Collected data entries
------------------------------
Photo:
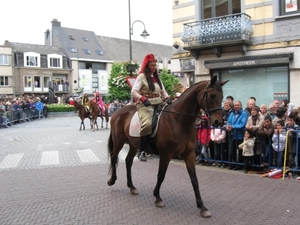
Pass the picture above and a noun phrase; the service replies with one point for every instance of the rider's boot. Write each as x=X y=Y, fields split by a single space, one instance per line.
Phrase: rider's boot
x=141 y=152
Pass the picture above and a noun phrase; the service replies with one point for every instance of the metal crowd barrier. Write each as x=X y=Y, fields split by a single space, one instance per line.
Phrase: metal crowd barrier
x=262 y=152
x=10 y=118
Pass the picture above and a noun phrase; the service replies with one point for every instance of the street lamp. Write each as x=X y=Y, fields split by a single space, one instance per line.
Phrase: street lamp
x=144 y=34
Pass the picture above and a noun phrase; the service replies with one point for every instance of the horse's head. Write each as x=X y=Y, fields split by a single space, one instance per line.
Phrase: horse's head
x=211 y=101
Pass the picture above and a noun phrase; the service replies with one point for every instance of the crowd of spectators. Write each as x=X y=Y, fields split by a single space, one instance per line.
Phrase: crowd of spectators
x=258 y=134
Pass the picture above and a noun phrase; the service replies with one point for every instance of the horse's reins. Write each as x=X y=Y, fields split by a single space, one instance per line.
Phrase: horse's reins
x=205 y=109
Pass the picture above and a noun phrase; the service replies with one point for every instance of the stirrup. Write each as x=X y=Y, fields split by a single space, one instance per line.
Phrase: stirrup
x=142 y=156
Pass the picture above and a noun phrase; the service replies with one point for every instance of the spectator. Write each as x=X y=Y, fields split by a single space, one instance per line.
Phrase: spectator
x=263 y=109
x=280 y=115
x=235 y=125
x=204 y=139
x=218 y=137
x=272 y=111
x=247 y=149
x=278 y=143
x=250 y=105
x=265 y=132
x=291 y=126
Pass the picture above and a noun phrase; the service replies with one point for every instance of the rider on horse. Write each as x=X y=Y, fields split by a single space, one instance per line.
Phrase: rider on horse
x=149 y=91
x=98 y=100
x=85 y=101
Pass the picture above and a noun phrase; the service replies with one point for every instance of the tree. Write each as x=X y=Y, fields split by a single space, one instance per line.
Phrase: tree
x=169 y=82
x=118 y=87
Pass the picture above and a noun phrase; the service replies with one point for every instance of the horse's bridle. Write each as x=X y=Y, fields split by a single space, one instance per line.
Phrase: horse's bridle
x=206 y=102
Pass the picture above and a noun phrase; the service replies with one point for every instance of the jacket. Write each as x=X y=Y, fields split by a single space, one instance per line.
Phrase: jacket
x=204 y=135
x=247 y=147
x=218 y=135
x=278 y=142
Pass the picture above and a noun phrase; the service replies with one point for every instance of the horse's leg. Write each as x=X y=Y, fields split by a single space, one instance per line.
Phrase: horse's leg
x=163 y=166
x=129 y=161
x=190 y=165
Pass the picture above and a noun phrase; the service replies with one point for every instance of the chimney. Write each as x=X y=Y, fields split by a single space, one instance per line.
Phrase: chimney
x=55 y=23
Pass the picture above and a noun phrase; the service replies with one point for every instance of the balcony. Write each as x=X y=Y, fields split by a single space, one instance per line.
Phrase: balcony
x=222 y=31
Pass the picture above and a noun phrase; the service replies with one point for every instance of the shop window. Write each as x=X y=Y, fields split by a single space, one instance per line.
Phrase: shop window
x=32 y=59
x=289 y=7
x=4 y=81
x=54 y=61
x=4 y=59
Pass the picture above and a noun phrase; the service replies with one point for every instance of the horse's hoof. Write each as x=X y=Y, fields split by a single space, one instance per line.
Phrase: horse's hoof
x=134 y=191
x=110 y=183
x=205 y=214
x=160 y=204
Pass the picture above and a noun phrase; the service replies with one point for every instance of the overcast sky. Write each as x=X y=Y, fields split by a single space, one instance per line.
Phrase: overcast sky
x=26 y=21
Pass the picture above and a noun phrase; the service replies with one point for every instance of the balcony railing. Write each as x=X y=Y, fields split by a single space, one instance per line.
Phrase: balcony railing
x=218 y=31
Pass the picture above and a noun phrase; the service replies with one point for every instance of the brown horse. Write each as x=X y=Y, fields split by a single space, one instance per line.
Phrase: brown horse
x=95 y=112
x=82 y=113
x=175 y=136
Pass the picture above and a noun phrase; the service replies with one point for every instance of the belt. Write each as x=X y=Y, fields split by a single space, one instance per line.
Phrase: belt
x=150 y=95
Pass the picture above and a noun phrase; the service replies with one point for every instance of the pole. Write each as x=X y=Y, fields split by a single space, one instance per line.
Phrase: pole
x=130 y=44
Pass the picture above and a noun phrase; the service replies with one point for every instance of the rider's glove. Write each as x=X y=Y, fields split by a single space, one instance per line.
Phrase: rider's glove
x=147 y=102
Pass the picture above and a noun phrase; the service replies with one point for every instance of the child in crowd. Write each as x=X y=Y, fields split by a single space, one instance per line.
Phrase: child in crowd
x=278 y=143
x=265 y=132
x=247 y=146
x=218 y=136
x=204 y=139
x=291 y=126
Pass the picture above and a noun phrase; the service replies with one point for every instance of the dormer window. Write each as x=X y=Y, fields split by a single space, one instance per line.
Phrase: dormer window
x=31 y=59
x=86 y=51
x=54 y=61
x=73 y=50
x=98 y=52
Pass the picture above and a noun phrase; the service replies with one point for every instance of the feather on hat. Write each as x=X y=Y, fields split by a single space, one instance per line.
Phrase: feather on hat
x=148 y=58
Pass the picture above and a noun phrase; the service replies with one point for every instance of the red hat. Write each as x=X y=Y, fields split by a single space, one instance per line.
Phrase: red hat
x=148 y=58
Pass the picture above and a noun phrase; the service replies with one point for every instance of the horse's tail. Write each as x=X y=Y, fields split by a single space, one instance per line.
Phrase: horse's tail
x=110 y=151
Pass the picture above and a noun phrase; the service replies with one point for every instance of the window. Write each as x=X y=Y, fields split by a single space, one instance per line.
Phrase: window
x=27 y=81
x=32 y=59
x=216 y=8
x=86 y=51
x=73 y=50
x=54 y=61
x=289 y=6
x=98 y=52
x=4 y=81
x=4 y=59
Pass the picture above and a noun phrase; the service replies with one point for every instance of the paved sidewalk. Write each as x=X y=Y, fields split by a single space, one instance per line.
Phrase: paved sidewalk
x=80 y=195
x=76 y=191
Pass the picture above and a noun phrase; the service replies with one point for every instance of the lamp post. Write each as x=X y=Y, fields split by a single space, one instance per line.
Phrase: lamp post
x=144 y=34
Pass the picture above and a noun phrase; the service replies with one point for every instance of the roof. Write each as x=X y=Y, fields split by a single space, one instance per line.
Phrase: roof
x=80 y=40
x=117 y=49
x=41 y=49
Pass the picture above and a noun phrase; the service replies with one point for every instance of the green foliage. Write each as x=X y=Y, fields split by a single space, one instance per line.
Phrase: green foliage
x=169 y=82
x=118 y=87
x=60 y=108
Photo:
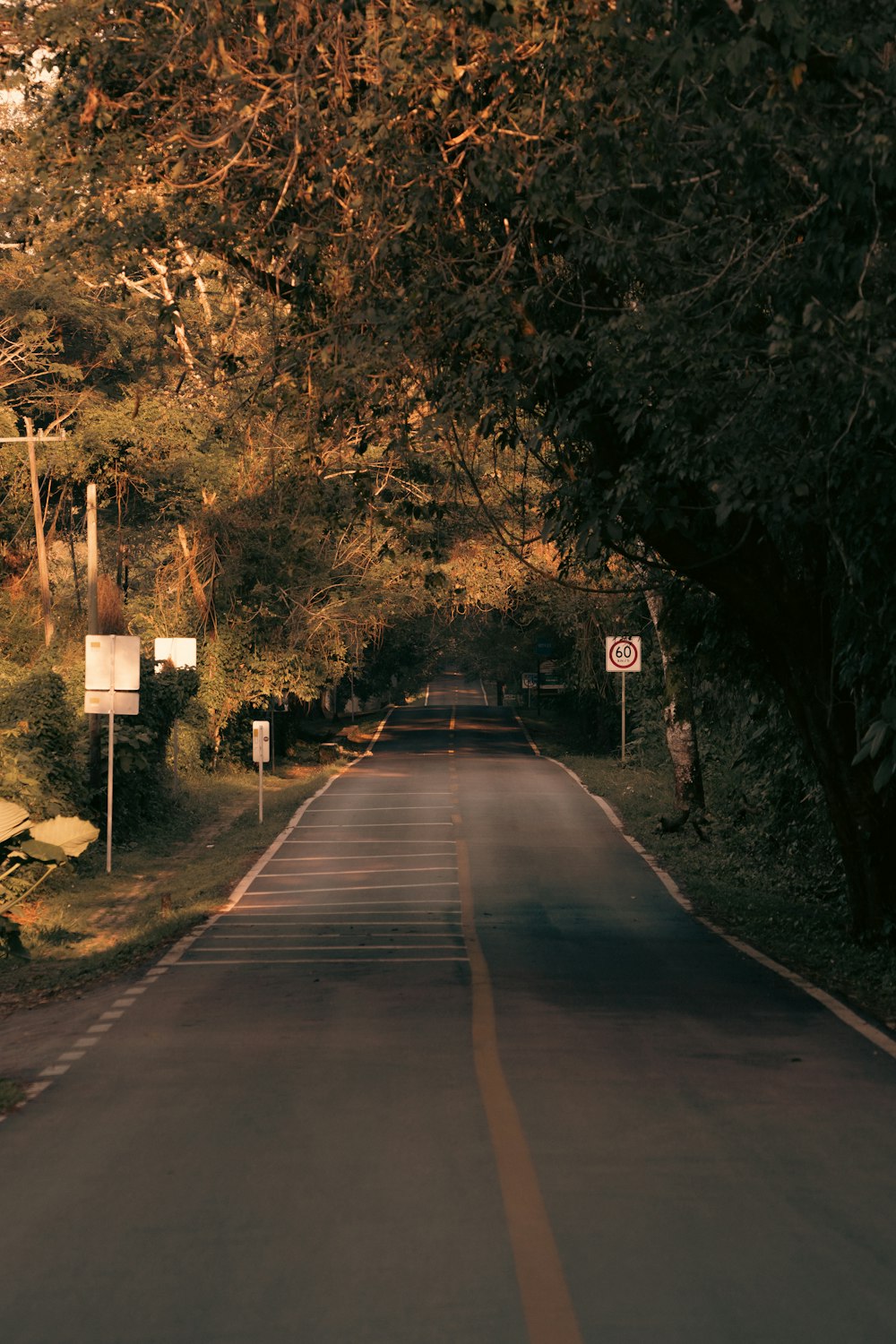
------------------------------
WORK INSTRUCTION =
This exercise calls for a verbatim output of the entries, pictures omitted.

SOLUTION TO THIS PROBLEM =
Photo:
Pass the picture above and a noun phrase; the service replies with one point for every instance of the rider's boot. Write each as x=X y=Y, fields split by a single space, one instance per line.
Phrase: rider's boot
x=141 y=152
Pass the picture above and a noun phrase; the service replies with one point for every instance of the metal crowd barrier. Write each as x=X y=Y, fields split by a single space, one instance per line.
Phrase: metal crowd barrier
x=262 y=152
x=10 y=118
Pass the picture above and a noun phrase; the service replies with one point for every instance of the street lamp. Write each as x=X y=Y, fields split by a single space, one instance per line.
Phrase: street lamp
x=144 y=34
Pass the picture above and a noun phrase; the service replies with one point for every instance of the horse's head. Write each as x=X y=Y, fields split by a single space, one instance per line.
Phrase: horse's head
x=211 y=101
Pass the picture above and a noun phrase; the service replies with one point for every instance of the crowd of spectators. Write each as x=X y=Y, fields split by a single space, one instance per line.
Phrase: crowd of spectators
x=258 y=134
Pass the picture above and a noun phrase; the service replies with one point for every instance of the horse's reins. Write each as x=X y=Y, fields split by a single space, one instance per line.
Phrase: horse's reins
x=205 y=109
Pass the picture above and a noun phrase; the service replies with one point for every instance of the stirrup. Write each as x=X y=Y, fields split by a single space, one instance per line.
Phrase: stirrup
x=142 y=156
Pass the picture above and a noun phrase; the service replies with one point for every instance of the spectator. Write each as x=X y=Y, fields split by a single space, one instance per line.
Phrase: spectator
x=263 y=109
x=280 y=115
x=235 y=125
x=204 y=139
x=218 y=137
x=272 y=111
x=247 y=149
x=278 y=143
x=250 y=105
x=265 y=132
x=291 y=126
Pass the picture above and a noun phrase; the service replies with one point for every instance of the rider on horse. Write each as x=X y=Y, fields split by a single space, one instance per line.
Phrase: rider on horse
x=149 y=91
x=98 y=100
x=85 y=101
Pass the picture above and a noun phrase; the service replies with one point for every instance of the tree. Write each as x=X y=Y, fields split by a single space, one instance per line.
Phrase: tree
x=169 y=82
x=118 y=87
Pass the picture above and a noun phrase; the service replies with one point for every instance of the horse's bridle. Write each as x=X y=Y, fields split by a single space, one instance per line.
Phrase: horse's bridle
x=206 y=102
Pass the picture above and a noun phrase; the service replies with one point for every instance of the jacket. Write each as x=X y=Y, fields split by a single space, one instance per line.
Phrase: jacket
x=204 y=135
x=247 y=147
x=218 y=135
x=278 y=142
Pass the picture above and a noun phrase; the service replies with one point for every instance of the horse's leg. Write each as x=X y=Y, fields split by a single space, one instance per line.
Phrase: horse's leg
x=163 y=166
x=129 y=161
x=190 y=165
Pass the picture above and a noun phrase; the service replies with one point for every instance of the chimney. Write each as x=X y=Y, fields split by a single space, one instance per line.
Phrase: chimney
x=55 y=23
Pass the picture above and a noun phrase; the service replies with one point for every instance of the balcony. Write each as x=X y=Y, fields split by a single space, one instance per line.
Phrase: balcony
x=222 y=31
Pass the picture above and a noun phrase; the service replies with one point for every instance of the shop window. Write each as x=X y=Y, fields split by a single space, one instance per line.
Phrase: shop window
x=32 y=59
x=289 y=7
x=4 y=81
x=54 y=61
x=4 y=59
Pass the picture above and a noun phrase; the service replies with one point for every instance of the horse's hoof. Write each as x=X y=Y, fields split by a single space, one instance per line.
Phrase: horse's hoof
x=134 y=191
x=110 y=183
x=205 y=214
x=160 y=204
Pass the picture above and a noun phrase; the service replies with one point for every instance of the overcast sky. Write each as x=X y=Y, fields split by a single space, one instance per line.
Phrase: overcast sky
x=26 y=21
Pass the picture above and a noun phrase; the service replies with one point for every instance of the balcony railing. Write each as x=X y=Y, fields split by a single space, one instance per line.
Phrase: balcony railing
x=218 y=31
Pass the picture above and a noun phrase; the service replies with one point for every instance of the brown horse. Write each as x=X y=Y, fields split by a single space, one instance per line.
Phrase: brown horse
x=95 y=112
x=82 y=113
x=175 y=136
Pass the picture above and a noun phrase; the service replies with one point for every instance of the belt. Write each as x=X y=Y, fields split by a single space, one instance per line.
Phrase: belt
x=150 y=95
Pass the picture above and a noun phrase; the service replies with one point for every instance of the pole. Write each as x=X y=Y, fields split by a single space, one instance per line.
Phrase: pole
x=130 y=44
Pass the picture above and a noun phrase; the service replies with one point for every instance of the rider's glove. Write each as x=X y=Y, fields split by a single space, one instance per line.
Phrase: rider's glove
x=147 y=102
Pass the picture above and a noun phrase; the service replies with one point for every instance of the child in crowd. Write each as x=X y=Y, fields split by a single space, one instance per line.
Phrase: child in crowd
x=278 y=143
x=265 y=132
x=247 y=146
x=218 y=136
x=204 y=139
x=291 y=126
Pass the picture above and a noun phrase; the service replies with one point for every instance of the dormer window. Write each as x=X y=Y, fields split by a single space, one instance per line.
Phrase: dormer window
x=31 y=59
x=86 y=51
x=54 y=61
x=73 y=50
x=98 y=52
Pass the picture above and a noun phrase; the service replies with one point for every instance of the feather on hat. Write each as x=X y=Y, fields split by a single space, one instance per line.
Phrase: feather on hat
x=148 y=58
Pass the picture above and a noun phrase; the service replies with one point for every instance of the red hat. Write each as x=X y=Y, fields split by a single space, one instance per line.
Phrase: red hat
x=148 y=58
Pass the picture above and a noun phrase; the service replies with one point for every instance of the horse's tail. Write each as x=X y=Y, fields split by a single space, one instance per line.
Phrase: horse's tail
x=110 y=151
Pass the picture above and a noun phrase; the service replies with one point for every instance of the window. Write each as x=X y=Y, fields split by a single space, one instance per line.
Phrase: window
x=27 y=81
x=32 y=59
x=216 y=8
x=86 y=51
x=73 y=50
x=54 y=61
x=289 y=6
x=98 y=52
x=4 y=81
x=4 y=59
Pass the picture above and a noun phrase; the service replies with one point for every instance of the paved sidewalk. Write each as x=X y=Y, fields split by a single space, one instance per line.
Phrase: paved sidewalk
x=80 y=195
x=76 y=191
Pass the picture above and a noun phrase; the service replies with one point for every instance of the lamp post. Write each as x=X y=Y, fields split by a single space, one instance per line.
Phrase: lamp post
x=144 y=34
Pass the picture above and a noun phrase; the service replies with one point for every instance of the roof. Write each as x=X y=Y, fields split by a single space, one instance per line.
Phrase: roof
x=80 y=40
x=117 y=49
x=41 y=49
Pass the picture above and a noun phrase; the service replies with one point for every instance of the green foliage. Write each as x=X y=Y, fields split by a single space, one instance per line.
Phrase: green foliage
x=169 y=82
x=118 y=87
x=60 y=108
Photo:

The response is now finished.